* Start RECORDS TO PROCESS *

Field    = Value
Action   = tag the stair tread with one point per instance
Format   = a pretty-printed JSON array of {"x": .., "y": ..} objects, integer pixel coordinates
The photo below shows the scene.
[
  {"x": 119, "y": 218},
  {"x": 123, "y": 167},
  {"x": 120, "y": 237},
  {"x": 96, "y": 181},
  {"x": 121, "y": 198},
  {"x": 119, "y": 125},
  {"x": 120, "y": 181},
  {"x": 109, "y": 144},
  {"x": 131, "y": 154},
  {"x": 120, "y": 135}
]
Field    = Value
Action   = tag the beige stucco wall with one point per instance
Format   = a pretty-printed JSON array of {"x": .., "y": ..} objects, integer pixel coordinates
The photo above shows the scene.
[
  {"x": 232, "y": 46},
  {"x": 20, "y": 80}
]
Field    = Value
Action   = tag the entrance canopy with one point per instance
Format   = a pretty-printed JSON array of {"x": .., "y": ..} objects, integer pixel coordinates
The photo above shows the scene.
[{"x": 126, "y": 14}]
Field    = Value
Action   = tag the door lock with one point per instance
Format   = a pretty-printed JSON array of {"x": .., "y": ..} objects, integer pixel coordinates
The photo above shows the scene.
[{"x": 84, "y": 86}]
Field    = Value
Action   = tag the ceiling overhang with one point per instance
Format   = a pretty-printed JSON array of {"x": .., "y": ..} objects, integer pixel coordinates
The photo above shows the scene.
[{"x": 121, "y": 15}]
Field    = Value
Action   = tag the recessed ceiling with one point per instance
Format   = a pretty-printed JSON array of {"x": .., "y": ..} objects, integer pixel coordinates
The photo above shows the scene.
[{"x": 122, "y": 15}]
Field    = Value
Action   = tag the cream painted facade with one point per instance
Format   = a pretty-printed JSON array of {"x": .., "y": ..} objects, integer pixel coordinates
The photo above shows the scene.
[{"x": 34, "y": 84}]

* End RECORDS TO PROCESS *

AIM OF THE EXERCISE:
Format every line of the records above as a Markdown table with the columns Row and Line: number each row and put the line's text beside it. Skip blank lines.

PROBLEM SOLUTION:
| Row | Line |
|---|---|
| 1 | Field    = Value |
| 2 | Action   = tag the stair tread with one point per instance |
| 3 | Format   = a pretty-printed JSON array of {"x": .., "y": ..} objects, integer pixel coordinates |
| 4 | The photo below shows the scene. |
| 5 | [ |
| 6 |   {"x": 119, "y": 218}, |
| 7 |   {"x": 123, "y": 167}, |
| 8 |   {"x": 120, "y": 237}, |
| 9 |   {"x": 96, "y": 181}, |
| 10 |   {"x": 121, "y": 198}, |
| 11 |   {"x": 119, "y": 125}, |
| 12 |   {"x": 120, "y": 181}, |
| 13 |   {"x": 109, "y": 144}, |
| 14 |   {"x": 131, "y": 154}, |
| 15 |   {"x": 120, "y": 135} |
| 16 | ] |
| 17 | Field    = Value |
| 18 | Action   = tag the beige stucco wall with one point per instance |
| 19 | Format   = a pretty-printed JSON array of {"x": .., "y": ..} objects, integer pixel coordinates |
| 20 | The photo above shows the scene. |
| 21 | [ |
| 22 |   {"x": 232, "y": 46}, |
| 23 |   {"x": 20, "y": 80} |
| 24 | ] |
| 25 | Field    = Value |
| 26 | Action   = tag the entrance canopy with one point per instance |
| 27 | Format   = a pretty-printed JSON array of {"x": .., "y": ..} objects, integer pixel coordinates |
| 28 | The photo above shows the scene. |
| 29 | [{"x": 126, "y": 14}] |
| 30 | Field    = Value |
| 31 | Action   = tag the door lock with one point per instance |
| 32 | Format   = a pretty-printed JSON array of {"x": .., "y": ..} objects, integer pixel coordinates |
| 33 | The photo above shows the scene. |
| 34 | [{"x": 84, "y": 86}] |
| 35 | Field    = Value |
| 36 | Action   = tag the ceiling overhang with one point per instance |
| 37 | Format   = a pretty-printed JSON array of {"x": .., "y": ..} objects, integer pixel coordinates |
| 38 | The photo above shows the scene. |
| 39 | [{"x": 121, "y": 15}] |
| 40 | Field    = Value |
| 41 | Action   = tag the recessed ceiling with one point per instance |
| 42 | Format   = a pretty-printed JSON array of {"x": .., "y": ..} objects, integer pixel coordinates |
| 43 | The photo above shows the scene. |
| 44 | [{"x": 122, "y": 15}] |
| 45 | Field    = Value |
| 46 | Action   = tag the cream painted facade with one point per instance |
| 47 | Format   = a pretty-printed JSON array of {"x": .., "y": ..} objects, integer pixel coordinates |
| 48 | The photo above shows the scene. |
| 49 | [{"x": 34, "y": 84}] |